REQUIRED WORK: Reproduce each line from the records that holds "suit".

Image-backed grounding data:
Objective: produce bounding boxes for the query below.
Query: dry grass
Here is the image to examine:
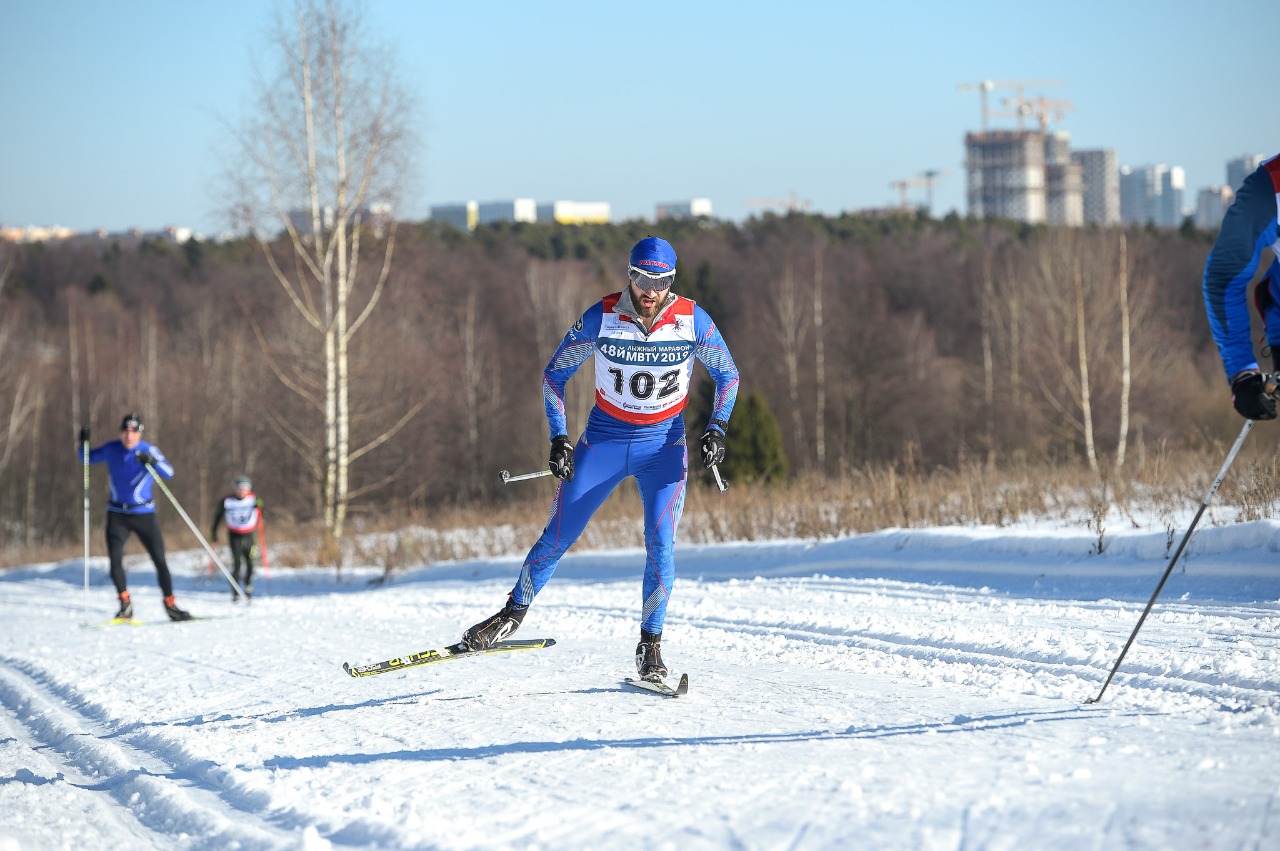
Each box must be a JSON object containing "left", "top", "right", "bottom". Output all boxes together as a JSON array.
[{"left": 6, "top": 449, "right": 1278, "bottom": 573}]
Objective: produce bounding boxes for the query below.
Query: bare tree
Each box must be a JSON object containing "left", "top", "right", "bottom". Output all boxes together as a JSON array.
[{"left": 231, "top": 0, "right": 417, "bottom": 552}]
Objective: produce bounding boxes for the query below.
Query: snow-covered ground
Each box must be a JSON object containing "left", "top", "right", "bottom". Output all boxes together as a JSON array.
[{"left": 2, "top": 515, "right": 1279, "bottom": 850}]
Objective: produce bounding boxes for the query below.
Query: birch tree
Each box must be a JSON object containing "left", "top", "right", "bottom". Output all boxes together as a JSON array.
[{"left": 231, "top": 0, "right": 416, "bottom": 551}]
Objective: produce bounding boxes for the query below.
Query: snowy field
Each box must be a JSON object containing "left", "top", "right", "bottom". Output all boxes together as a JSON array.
[{"left": 2, "top": 516, "right": 1279, "bottom": 850}]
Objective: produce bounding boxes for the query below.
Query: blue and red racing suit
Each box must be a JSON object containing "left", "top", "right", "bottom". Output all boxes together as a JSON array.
[
  {"left": 1204, "top": 153, "right": 1280, "bottom": 381},
  {"left": 514, "top": 288, "right": 739, "bottom": 633}
]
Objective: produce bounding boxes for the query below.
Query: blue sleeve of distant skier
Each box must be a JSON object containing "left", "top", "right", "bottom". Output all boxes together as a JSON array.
[
  {"left": 1203, "top": 159, "right": 1280, "bottom": 381},
  {"left": 543, "top": 302, "right": 603, "bottom": 439},
  {"left": 141, "top": 441, "right": 176, "bottom": 479},
  {"left": 693, "top": 305, "right": 739, "bottom": 430}
]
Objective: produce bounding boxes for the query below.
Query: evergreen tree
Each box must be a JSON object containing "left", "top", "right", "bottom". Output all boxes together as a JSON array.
[{"left": 720, "top": 390, "right": 788, "bottom": 485}]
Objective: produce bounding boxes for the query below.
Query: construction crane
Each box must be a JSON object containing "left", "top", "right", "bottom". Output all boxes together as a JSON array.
[
  {"left": 889, "top": 177, "right": 927, "bottom": 210},
  {"left": 957, "top": 79, "right": 1067, "bottom": 131},
  {"left": 1000, "top": 94, "right": 1074, "bottom": 133},
  {"left": 744, "top": 190, "right": 813, "bottom": 214},
  {"left": 891, "top": 170, "right": 951, "bottom": 214}
]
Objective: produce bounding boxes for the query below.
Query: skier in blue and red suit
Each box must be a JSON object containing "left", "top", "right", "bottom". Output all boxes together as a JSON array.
[
  {"left": 462, "top": 236, "right": 739, "bottom": 682},
  {"left": 1204, "top": 153, "right": 1280, "bottom": 420},
  {"left": 78, "top": 412, "right": 193, "bottom": 621}
]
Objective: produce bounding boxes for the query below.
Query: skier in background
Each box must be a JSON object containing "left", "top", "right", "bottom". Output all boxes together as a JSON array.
[
  {"left": 460, "top": 236, "right": 740, "bottom": 682},
  {"left": 210, "top": 475, "right": 264, "bottom": 602},
  {"left": 1204, "top": 153, "right": 1280, "bottom": 420},
  {"left": 79, "top": 412, "right": 193, "bottom": 621}
]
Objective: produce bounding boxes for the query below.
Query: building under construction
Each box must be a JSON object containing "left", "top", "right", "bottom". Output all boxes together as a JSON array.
[
  {"left": 959, "top": 80, "right": 1089, "bottom": 226},
  {"left": 964, "top": 129, "right": 1085, "bottom": 226}
]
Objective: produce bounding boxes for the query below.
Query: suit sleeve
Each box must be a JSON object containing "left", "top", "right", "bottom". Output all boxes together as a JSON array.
[
  {"left": 542, "top": 302, "right": 603, "bottom": 439},
  {"left": 1203, "top": 160, "right": 1280, "bottom": 381},
  {"left": 693, "top": 305, "right": 739, "bottom": 430}
]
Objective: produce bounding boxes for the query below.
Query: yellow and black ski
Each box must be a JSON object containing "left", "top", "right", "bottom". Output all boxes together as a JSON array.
[{"left": 342, "top": 638, "right": 556, "bottom": 678}]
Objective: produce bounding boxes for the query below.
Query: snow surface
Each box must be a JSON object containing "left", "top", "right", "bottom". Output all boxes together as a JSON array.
[{"left": 2, "top": 515, "right": 1279, "bottom": 850}]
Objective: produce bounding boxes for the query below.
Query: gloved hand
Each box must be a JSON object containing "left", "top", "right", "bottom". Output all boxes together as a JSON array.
[
  {"left": 79, "top": 426, "right": 91, "bottom": 443},
  {"left": 548, "top": 435, "right": 575, "bottom": 481},
  {"left": 135, "top": 450, "right": 157, "bottom": 466},
  {"left": 1231, "top": 370, "right": 1277, "bottom": 420},
  {"left": 700, "top": 426, "right": 726, "bottom": 468}
]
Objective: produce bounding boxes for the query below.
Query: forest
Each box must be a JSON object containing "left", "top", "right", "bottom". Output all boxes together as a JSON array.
[{"left": 0, "top": 211, "right": 1256, "bottom": 560}]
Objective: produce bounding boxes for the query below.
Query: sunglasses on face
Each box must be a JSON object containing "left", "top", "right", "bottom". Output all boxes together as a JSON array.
[{"left": 628, "top": 267, "right": 675, "bottom": 292}]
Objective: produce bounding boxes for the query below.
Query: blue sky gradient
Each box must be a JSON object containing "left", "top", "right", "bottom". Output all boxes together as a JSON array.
[{"left": 2, "top": 0, "right": 1276, "bottom": 236}]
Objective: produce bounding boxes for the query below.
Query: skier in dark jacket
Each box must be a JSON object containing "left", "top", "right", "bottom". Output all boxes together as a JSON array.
[
  {"left": 210, "top": 475, "right": 263, "bottom": 602},
  {"left": 460, "top": 237, "right": 739, "bottom": 683},
  {"left": 78, "top": 412, "right": 192, "bottom": 621},
  {"left": 1203, "top": 153, "right": 1280, "bottom": 419}
]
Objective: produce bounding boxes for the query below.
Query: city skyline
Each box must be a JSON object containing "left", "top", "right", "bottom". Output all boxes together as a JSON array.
[{"left": 2, "top": 1, "right": 1276, "bottom": 238}]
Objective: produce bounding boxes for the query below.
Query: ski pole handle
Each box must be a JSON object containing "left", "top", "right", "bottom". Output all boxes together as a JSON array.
[
  {"left": 711, "top": 464, "right": 728, "bottom": 493},
  {"left": 499, "top": 469, "right": 554, "bottom": 484}
]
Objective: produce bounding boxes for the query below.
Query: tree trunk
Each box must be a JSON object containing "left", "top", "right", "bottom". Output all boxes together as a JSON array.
[
  {"left": 1074, "top": 257, "right": 1098, "bottom": 472},
  {"left": 1115, "top": 233, "right": 1131, "bottom": 471}
]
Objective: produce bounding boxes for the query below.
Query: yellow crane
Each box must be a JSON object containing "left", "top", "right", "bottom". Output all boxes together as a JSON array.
[
  {"left": 957, "top": 79, "right": 1066, "bottom": 131},
  {"left": 744, "top": 190, "right": 813, "bottom": 213}
]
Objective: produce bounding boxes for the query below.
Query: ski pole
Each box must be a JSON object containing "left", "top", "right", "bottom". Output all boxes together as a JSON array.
[
  {"left": 499, "top": 468, "right": 553, "bottom": 484},
  {"left": 258, "top": 514, "right": 271, "bottom": 580},
  {"left": 1086, "top": 416, "right": 1256, "bottom": 704},
  {"left": 82, "top": 434, "right": 90, "bottom": 623},
  {"left": 711, "top": 463, "right": 728, "bottom": 493},
  {"left": 142, "top": 462, "right": 246, "bottom": 599}
]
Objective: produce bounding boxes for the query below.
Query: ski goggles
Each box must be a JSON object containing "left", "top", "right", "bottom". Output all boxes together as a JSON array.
[{"left": 628, "top": 266, "right": 676, "bottom": 292}]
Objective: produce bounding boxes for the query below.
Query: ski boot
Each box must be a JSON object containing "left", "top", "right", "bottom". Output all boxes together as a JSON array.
[
  {"left": 164, "top": 595, "right": 194, "bottom": 622},
  {"left": 462, "top": 596, "right": 528, "bottom": 651},
  {"left": 635, "top": 629, "right": 668, "bottom": 682},
  {"left": 113, "top": 591, "right": 133, "bottom": 621}
]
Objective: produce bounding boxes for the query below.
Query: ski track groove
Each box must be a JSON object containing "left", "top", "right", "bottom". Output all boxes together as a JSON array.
[
  {"left": 0, "top": 656, "right": 317, "bottom": 850},
  {"left": 563, "top": 597, "right": 1280, "bottom": 710}
]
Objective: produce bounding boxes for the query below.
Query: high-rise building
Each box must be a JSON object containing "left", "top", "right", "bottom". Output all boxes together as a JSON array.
[
  {"left": 1227, "top": 154, "right": 1265, "bottom": 192},
  {"left": 656, "top": 198, "right": 713, "bottom": 220},
  {"left": 964, "top": 130, "right": 1047, "bottom": 222},
  {"left": 1071, "top": 148, "right": 1120, "bottom": 226},
  {"left": 535, "top": 201, "right": 611, "bottom": 225},
  {"left": 1195, "top": 186, "right": 1234, "bottom": 231},
  {"left": 477, "top": 199, "right": 537, "bottom": 226},
  {"left": 429, "top": 201, "right": 478, "bottom": 232},
  {"left": 1119, "top": 164, "right": 1185, "bottom": 228}
]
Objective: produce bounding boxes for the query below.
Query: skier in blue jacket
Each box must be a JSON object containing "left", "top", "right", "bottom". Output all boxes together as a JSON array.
[
  {"left": 1203, "top": 153, "right": 1280, "bottom": 419},
  {"left": 79, "top": 413, "right": 193, "bottom": 621},
  {"left": 462, "top": 237, "right": 740, "bottom": 682}
]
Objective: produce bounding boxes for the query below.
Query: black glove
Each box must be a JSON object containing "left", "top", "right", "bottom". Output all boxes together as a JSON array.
[
  {"left": 1231, "top": 370, "right": 1277, "bottom": 420},
  {"left": 135, "top": 450, "right": 157, "bottom": 466},
  {"left": 548, "top": 435, "right": 575, "bottom": 481},
  {"left": 700, "top": 425, "right": 726, "bottom": 468},
  {"left": 79, "top": 426, "right": 91, "bottom": 443}
]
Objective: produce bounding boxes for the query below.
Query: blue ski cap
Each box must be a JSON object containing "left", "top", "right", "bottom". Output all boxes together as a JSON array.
[{"left": 628, "top": 237, "right": 677, "bottom": 287}]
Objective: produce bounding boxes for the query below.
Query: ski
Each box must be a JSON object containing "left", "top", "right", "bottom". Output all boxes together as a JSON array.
[
  {"left": 86, "top": 615, "right": 216, "bottom": 628},
  {"left": 623, "top": 673, "right": 689, "bottom": 698},
  {"left": 343, "top": 638, "right": 557, "bottom": 678}
]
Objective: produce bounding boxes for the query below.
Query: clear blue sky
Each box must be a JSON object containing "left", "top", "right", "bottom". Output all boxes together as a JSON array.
[{"left": 2, "top": 0, "right": 1276, "bottom": 237}]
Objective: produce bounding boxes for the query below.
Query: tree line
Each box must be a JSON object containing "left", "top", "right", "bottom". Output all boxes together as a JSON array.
[{"left": 0, "top": 211, "right": 1237, "bottom": 553}]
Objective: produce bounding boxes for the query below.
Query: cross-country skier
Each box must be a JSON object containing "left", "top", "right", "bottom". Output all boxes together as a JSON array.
[
  {"left": 210, "top": 475, "right": 264, "bottom": 602},
  {"left": 78, "top": 413, "right": 193, "bottom": 621},
  {"left": 1204, "top": 153, "right": 1280, "bottom": 420},
  {"left": 461, "top": 236, "right": 740, "bottom": 682}
]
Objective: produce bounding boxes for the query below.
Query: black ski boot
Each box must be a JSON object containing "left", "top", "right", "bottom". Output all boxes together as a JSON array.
[
  {"left": 462, "top": 597, "right": 528, "bottom": 651},
  {"left": 164, "top": 595, "right": 193, "bottom": 622},
  {"left": 232, "top": 572, "right": 242, "bottom": 602},
  {"left": 635, "top": 629, "right": 667, "bottom": 682},
  {"left": 114, "top": 592, "right": 133, "bottom": 621}
]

ANSWER SECTION:
Query: blue and red racing suit
Query: skier in blue and red suit
Query: suit sleeve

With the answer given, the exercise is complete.